• [Data records]
====

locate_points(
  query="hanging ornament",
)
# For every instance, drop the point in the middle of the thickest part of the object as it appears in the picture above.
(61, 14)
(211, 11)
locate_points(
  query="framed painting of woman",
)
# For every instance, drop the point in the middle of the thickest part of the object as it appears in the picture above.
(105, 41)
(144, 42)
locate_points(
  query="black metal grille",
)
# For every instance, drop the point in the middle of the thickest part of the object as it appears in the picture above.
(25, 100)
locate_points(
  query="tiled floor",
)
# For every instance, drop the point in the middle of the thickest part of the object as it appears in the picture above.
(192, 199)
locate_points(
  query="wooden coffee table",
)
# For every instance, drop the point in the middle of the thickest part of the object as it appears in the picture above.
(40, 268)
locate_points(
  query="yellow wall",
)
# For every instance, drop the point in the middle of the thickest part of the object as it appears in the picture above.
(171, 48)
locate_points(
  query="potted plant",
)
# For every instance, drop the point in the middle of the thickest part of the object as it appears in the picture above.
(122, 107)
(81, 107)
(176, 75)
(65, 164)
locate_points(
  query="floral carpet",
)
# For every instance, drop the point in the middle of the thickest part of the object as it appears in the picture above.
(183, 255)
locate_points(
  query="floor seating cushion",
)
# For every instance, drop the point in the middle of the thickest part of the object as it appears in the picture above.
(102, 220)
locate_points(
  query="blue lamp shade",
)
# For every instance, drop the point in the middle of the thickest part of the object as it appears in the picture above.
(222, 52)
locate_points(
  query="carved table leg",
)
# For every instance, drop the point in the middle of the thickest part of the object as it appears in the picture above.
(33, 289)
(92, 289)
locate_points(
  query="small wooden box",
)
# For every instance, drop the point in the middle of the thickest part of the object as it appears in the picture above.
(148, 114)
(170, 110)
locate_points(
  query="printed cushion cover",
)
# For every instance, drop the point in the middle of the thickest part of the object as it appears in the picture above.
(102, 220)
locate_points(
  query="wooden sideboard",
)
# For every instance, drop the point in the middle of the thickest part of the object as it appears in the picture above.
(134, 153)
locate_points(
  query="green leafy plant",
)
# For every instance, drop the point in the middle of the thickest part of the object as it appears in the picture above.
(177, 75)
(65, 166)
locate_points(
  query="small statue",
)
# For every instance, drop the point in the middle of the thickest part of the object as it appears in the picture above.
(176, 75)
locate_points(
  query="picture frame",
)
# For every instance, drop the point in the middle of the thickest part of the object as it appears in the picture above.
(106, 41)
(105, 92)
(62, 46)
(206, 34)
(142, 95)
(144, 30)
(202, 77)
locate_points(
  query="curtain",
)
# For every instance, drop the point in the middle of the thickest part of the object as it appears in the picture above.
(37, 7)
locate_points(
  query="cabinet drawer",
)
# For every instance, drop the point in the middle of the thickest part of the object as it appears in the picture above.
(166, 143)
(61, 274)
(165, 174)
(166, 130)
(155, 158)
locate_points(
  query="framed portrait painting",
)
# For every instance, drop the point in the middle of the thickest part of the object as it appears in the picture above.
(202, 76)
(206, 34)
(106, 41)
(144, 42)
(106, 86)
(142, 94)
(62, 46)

====

• [Exercise objective] Among the lines above, please find those with "small" and copy them.

• [Reply to the task]
  query="small wooden box",
  query="small statue",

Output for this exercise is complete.